Setiap kali partai politik melaksanakan kongres, muktamar, atau munas, salah satu isu yang menjadi sorotan adalah siapa pemimpin partai yang akan dipilih. Siapa yang akan menakhodai partai mendapat cermatan lebih karena posisi pemimpin partai memiliki pengaruh yang signifikan atas banyak aspek kehidupan partai.
Pemimpin partai bisa memainkan perannya dalam mendefinisikan dan mengamankan kebijakan-kebijakan partai (Andre Blais, 2011). Karena pentingnya posisi pemimpin seperti itu, mengharuskan partai tidak meleset dalam menentukan siapa figur yang layak mendudukinya karena masa depan partai juga menjadi pertaruhannya.

+---+

*YANG HARUS DIKERJAKAN*.
1) Apakah pernyataan berikut sesuai dengan dokumen sumber tentang pemimpin partai? Jawab ya atau tidak untuk tiap pernyataan, disertai kutipan persis dari dokumen sumber yang menentukan jawabannya. (a) Posisi pemimpin partai berpengaruh signifikan atas banyak aspek kehidupan partai. (b) Pemimpin partai hanya dipilih dalam munas. (c) Masa depan partai tidak dipertaruhkan ketika partai menentukan pemimpinnya.
2) Bagaimana terjemahan bahasa Inggris untuk kalimat dokumen sumber ini: "Pemimpin partai bisa memainkan perannya dalam mendefinisikan dan mengamankan kebijakan-kebijakan partai (Andre Blais, 2011)."?
Catatan berikut merupakan bahan tersendiri, terpisah dari dokumen sumber.

Butir identifikasi lokasi:

+---+

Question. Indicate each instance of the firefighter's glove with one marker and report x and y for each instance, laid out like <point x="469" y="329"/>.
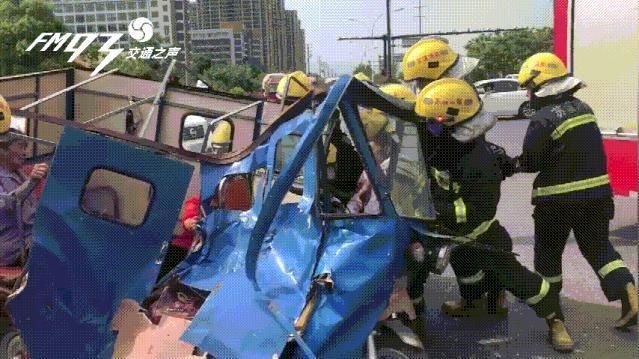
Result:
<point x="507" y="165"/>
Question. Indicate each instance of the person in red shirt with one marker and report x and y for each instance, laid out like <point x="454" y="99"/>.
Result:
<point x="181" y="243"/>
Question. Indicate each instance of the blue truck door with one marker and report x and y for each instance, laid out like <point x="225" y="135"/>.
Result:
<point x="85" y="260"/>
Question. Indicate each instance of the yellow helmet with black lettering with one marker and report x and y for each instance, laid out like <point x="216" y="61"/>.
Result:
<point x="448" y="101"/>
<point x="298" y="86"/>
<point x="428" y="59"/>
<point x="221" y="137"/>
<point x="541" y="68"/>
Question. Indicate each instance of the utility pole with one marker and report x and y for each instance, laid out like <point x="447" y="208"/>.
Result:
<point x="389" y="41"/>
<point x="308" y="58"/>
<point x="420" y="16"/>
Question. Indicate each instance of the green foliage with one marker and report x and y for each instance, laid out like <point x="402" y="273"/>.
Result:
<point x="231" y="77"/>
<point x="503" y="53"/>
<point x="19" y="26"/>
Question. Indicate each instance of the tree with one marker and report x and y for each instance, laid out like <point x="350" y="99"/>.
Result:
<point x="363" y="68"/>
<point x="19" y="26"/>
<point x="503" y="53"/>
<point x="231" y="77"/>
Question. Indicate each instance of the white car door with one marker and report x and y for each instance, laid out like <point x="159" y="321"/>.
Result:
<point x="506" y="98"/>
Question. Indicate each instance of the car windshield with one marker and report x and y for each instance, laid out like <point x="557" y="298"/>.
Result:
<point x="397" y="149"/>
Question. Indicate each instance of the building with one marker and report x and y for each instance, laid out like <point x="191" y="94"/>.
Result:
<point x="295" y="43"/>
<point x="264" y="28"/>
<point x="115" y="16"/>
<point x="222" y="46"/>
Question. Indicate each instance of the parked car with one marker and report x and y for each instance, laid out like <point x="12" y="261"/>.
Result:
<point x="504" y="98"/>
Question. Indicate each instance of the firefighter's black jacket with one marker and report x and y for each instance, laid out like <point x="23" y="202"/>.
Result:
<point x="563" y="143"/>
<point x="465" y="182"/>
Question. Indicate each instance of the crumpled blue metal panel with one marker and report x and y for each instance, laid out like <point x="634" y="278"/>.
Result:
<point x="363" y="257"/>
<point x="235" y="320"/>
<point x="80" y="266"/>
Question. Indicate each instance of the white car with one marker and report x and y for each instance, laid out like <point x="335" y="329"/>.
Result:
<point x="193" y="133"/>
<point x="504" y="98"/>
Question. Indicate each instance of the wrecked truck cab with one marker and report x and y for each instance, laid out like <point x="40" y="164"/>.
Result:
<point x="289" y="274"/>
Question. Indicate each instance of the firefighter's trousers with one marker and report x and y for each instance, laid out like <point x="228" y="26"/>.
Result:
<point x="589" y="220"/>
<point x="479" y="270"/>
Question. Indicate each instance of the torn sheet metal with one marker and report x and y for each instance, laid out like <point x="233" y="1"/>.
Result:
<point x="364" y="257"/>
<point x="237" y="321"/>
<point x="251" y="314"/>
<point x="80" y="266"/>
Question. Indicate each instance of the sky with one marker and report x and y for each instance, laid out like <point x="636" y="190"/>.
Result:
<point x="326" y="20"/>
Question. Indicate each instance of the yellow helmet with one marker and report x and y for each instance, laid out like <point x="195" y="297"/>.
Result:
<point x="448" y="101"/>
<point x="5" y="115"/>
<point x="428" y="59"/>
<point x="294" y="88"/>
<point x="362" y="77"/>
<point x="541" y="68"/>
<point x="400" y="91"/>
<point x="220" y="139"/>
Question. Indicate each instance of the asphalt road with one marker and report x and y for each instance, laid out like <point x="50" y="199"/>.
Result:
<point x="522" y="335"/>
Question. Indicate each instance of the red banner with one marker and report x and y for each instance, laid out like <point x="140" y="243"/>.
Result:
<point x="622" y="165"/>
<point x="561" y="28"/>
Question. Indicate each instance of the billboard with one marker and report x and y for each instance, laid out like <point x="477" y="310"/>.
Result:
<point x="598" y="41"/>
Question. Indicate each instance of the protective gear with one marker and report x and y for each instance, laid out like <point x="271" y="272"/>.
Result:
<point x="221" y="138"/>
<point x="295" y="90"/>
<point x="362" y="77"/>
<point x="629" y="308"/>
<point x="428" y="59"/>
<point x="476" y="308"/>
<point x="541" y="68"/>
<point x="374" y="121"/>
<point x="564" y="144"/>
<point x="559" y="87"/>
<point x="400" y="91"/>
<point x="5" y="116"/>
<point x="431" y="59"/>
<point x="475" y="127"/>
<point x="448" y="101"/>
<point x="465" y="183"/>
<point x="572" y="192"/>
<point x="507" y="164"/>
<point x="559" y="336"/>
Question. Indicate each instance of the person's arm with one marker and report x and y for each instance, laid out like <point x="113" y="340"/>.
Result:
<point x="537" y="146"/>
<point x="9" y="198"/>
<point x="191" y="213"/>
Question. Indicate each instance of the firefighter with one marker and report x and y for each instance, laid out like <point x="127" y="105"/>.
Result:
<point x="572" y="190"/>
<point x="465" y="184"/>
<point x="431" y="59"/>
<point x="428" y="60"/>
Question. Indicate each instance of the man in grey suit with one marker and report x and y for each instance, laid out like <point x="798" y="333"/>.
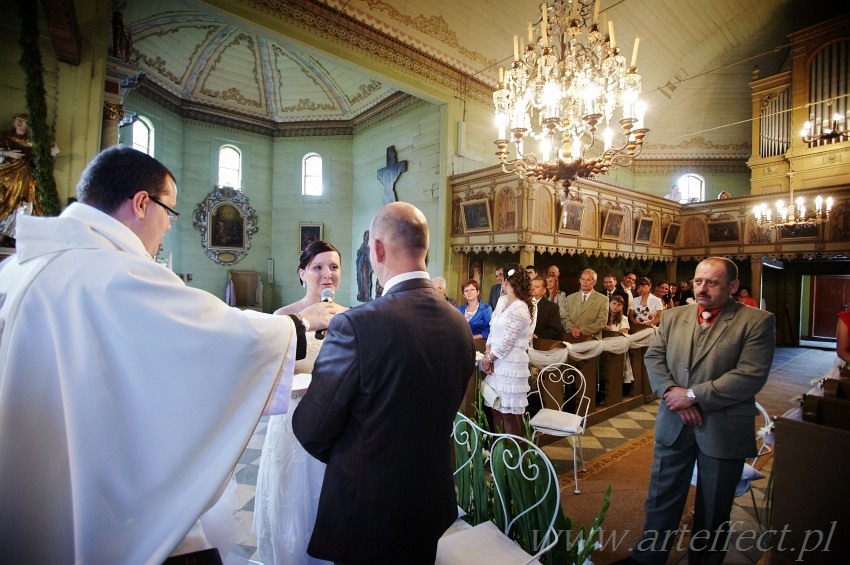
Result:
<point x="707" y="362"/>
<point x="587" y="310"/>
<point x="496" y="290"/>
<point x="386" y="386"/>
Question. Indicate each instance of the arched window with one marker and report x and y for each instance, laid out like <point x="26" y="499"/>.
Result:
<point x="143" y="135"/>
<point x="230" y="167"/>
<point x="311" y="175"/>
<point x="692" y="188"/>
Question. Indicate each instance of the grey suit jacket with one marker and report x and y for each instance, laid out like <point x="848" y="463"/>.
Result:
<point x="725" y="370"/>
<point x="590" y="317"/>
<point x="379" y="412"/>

+---+

*JAWABAN TIAP TUGAS*.
1)
(a) Ya: "posisi pemimpin partai memiliki pengaruh yang signifikan atas banyak aspek kehidupan partai"
(b) Tidak: "Setiap kali partai politik melaksanakan kongres, muktamar, atau munas"
(c) Tidak: "masa depan partai juga menjadi pertaruhannya"

2) Party leaders can play their role in defining and securing party policies (Andre Blais, 2011).